# Data
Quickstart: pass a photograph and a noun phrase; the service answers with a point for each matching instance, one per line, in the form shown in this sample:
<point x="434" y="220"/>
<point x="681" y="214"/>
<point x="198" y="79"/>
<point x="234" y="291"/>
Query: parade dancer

# About this task
Looking back over the listing, work out how many lines include the string "point". Write only that number.

# Exercise solution
5